- Stated task
Reproduce the records below, substituting "keeper" for every occurrence of "goalkeeper" and leaving all other text unchanged.

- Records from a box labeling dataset
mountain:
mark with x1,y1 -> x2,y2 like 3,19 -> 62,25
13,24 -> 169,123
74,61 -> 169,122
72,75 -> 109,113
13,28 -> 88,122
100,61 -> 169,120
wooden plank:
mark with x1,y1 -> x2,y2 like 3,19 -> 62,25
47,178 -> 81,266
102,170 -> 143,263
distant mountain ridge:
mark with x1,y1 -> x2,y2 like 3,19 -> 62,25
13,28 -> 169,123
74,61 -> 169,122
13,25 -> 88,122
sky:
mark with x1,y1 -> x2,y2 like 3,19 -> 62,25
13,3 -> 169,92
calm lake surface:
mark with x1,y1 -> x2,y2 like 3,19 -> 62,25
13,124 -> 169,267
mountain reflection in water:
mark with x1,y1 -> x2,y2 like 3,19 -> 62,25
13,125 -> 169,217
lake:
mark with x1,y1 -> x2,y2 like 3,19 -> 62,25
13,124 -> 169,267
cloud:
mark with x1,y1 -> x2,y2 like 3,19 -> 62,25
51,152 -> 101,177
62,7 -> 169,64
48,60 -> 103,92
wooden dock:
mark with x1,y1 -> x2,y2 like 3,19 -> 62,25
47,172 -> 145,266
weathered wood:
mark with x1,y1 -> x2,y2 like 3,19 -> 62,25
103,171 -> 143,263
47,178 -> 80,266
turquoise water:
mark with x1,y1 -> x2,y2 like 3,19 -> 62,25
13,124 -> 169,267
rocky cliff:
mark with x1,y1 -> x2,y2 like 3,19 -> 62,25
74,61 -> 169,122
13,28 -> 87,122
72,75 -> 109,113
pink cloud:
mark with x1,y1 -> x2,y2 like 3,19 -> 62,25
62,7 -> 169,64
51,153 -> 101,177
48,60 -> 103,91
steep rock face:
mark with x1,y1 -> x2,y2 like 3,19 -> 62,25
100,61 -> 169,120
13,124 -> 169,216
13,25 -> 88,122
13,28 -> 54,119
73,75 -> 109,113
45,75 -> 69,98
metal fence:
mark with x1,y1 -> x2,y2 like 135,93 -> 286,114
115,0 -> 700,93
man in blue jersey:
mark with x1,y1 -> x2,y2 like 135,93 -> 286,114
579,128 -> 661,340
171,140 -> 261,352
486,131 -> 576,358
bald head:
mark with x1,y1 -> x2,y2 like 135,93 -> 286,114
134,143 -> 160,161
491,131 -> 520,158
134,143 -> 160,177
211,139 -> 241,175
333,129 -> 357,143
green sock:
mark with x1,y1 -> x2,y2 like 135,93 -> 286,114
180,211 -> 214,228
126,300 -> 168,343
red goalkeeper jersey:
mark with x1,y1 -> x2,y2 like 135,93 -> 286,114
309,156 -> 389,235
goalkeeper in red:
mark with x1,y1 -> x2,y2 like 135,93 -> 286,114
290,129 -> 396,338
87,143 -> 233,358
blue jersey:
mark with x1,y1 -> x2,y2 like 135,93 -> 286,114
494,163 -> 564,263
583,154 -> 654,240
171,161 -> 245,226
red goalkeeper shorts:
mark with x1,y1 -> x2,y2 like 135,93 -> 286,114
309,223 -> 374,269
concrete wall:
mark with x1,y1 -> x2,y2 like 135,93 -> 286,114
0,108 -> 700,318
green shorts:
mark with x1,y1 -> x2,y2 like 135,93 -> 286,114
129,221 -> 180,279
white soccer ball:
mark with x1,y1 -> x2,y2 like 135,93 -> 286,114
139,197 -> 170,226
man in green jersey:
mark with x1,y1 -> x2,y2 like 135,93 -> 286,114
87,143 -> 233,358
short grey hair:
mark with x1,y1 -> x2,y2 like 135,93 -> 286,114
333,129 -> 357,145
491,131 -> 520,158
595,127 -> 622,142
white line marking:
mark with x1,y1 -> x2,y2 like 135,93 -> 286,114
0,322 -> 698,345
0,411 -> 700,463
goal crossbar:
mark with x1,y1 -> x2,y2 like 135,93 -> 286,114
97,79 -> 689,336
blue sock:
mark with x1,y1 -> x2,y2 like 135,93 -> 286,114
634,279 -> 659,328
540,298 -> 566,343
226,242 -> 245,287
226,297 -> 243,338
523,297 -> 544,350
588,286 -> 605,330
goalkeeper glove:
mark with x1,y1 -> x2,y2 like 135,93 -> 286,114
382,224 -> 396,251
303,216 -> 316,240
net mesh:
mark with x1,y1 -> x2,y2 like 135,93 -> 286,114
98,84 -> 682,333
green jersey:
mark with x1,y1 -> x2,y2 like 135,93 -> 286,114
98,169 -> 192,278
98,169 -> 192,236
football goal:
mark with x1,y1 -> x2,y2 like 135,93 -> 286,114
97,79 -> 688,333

- Written answer
mountain:
mark with x1,y1 -> x2,y2 like 3,19 -> 62,25
13,24 -> 169,123
74,61 -> 169,122
72,75 -> 109,113
13,28 -> 88,122
100,61 -> 169,120
wooden plank:
mark with x1,y1 -> x2,y2 like 3,19 -> 62,25
47,178 -> 81,266
102,170 -> 143,263
distant mountain ridge:
mark with x1,y1 -> x2,y2 like 3,19 -> 62,25
13,28 -> 169,123
74,61 -> 169,122
13,25 -> 88,122
sky:
mark with x1,y1 -> x2,y2 like 3,19 -> 62,25
13,3 -> 169,92
calm lake surface:
mark with x1,y1 -> x2,y2 like 3,19 -> 62,25
13,124 -> 169,267
mountain reflection in water:
mark with x1,y1 -> x2,y2 like 3,19 -> 62,25
13,125 -> 169,217
lake:
mark with x1,y1 -> x2,y2 like 3,19 -> 62,25
13,124 -> 169,267
cloud:
mark with x1,y1 -> x2,y2 like 3,19 -> 62,25
51,152 -> 101,177
62,7 -> 169,64
48,60 -> 103,92
wooden dock:
mark with x1,y1 -> x2,y2 like 3,19 -> 62,25
47,172 -> 145,266
weathered wood:
mark with x1,y1 -> x2,y2 like 3,19 -> 62,25
103,171 -> 143,263
47,178 -> 80,266
turquoise water:
mark with x1,y1 -> x2,y2 like 3,19 -> 62,25
13,124 -> 169,267
rocky cliff:
mark with x1,y1 -> x2,y2 like 3,19 -> 62,25
74,61 -> 169,122
13,28 -> 87,122
72,75 -> 109,113
pink cloud:
mark with x1,y1 -> x2,y2 like 3,19 -> 62,25
62,7 -> 169,64
51,153 -> 101,177
48,60 -> 103,91
steep rock face:
mark with x1,y1 -> x2,y2 like 3,19 -> 62,25
100,61 -> 169,120
13,124 -> 169,216
13,25 -> 88,122
13,28 -> 54,119
73,75 -> 109,113
45,75 -> 69,98
metal fence:
mark with x1,y1 -> x2,y2 like 135,93 -> 286,114
115,0 -> 700,93
man in blue jersey:
mark with x1,y1 -> x2,y2 like 135,93 -> 286,114
579,128 -> 661,340
171,140 -> 261,352
486,131 -> 576,358
bald head:
mark with x1,y1 -> x2,y2 like 135,93 -> 286,114
134,143 -> 160,161
491,131 -> 520,158
134,143 -> 160,177
211,139 -> 241,175
333,129 -> 357,143
green sock:
mark with x1,y1 -> x2,y2 like 135,93 -> 286,114
180,211 -> 214,228
126,300 -> 168,343
red keeper jersey:
mark with x1,y1 -> x2,y2 like 135,93 -> 286,114
309,156 -> 389,235
keeper in red:
mark with x1,y1 -> x2,y2 like 135,93 -> 286,114
290,129 -> 396,338
87,143 -> 233,358
blue jersey:
mark with x1,y1 -> x2,y2 like 135,93 -> 286,114
494,163 -> 564,263
583,154 -> 654,240
171,161 -> 245,226
red keeper shorts:
mark with x1,y1 -> x2,y2 like 135,93 -> 286,114
309,223 -> 374,269
concrete wall:
mark with x1,y1 -> x2,y2 like 135,93 -> 286,114
0,108 -> 700,318
green shorts:
mark with x1,y1 -> x2,y2 like 135,93 -> 286,114
129,221 -> 180,279
white soccer ball:
mark with x1,y1 -> x2,y2 like 135,93 -> 286,114
139,197 -> 170,226
man in green jersey:
mark with x1,y1 -> x2,y2 like 135,93 -> 286,114
87,143 -> 233,358
short grey hair:
mark with x1,y1 -> x2,y2 like 135,93 -> 286,114
333,129 -> 357,145
491,131 -> 520,158
595,127 -> 622,142
white line marking:
mark with x1,y1 -> x2,y2 like 135,93 -> 286,114
0,322 -> 698,345
0,411 -> 700,463
goal crossbar:
mark with x1,y1 -> x2,y2 like 135,93 -> 286,114
97,79 -> 689,336
blue sock:
mark with x1,y1 -> x2,y2 like 135,93 -> 286,114
634,279 -> 659,328
540,298 -> 566,343
226,242 -> 245,287
226,297 -> 243,338
523,297 -> 544,350
588,286 -> 605,330
keeper glove:
mark with x1,y1 -> x2,y2 like 135,93 -> 286,114
382,224 -> 396,251
303,216 -> 316,240
net mesh:
mark with x1,y1 -> x2,y2 like 135,93 -> 286,114
98,84 -> 682,333
green jersey:
mark with x1,y1 -> x2,y2 like 135,93 -> 286,114
98,169 -> 192,278
98,169 -> 192,236
football goal:
mark with x1,y1 -> x2,y2 like 135,93 -> 286,114
97,79 -> 688,333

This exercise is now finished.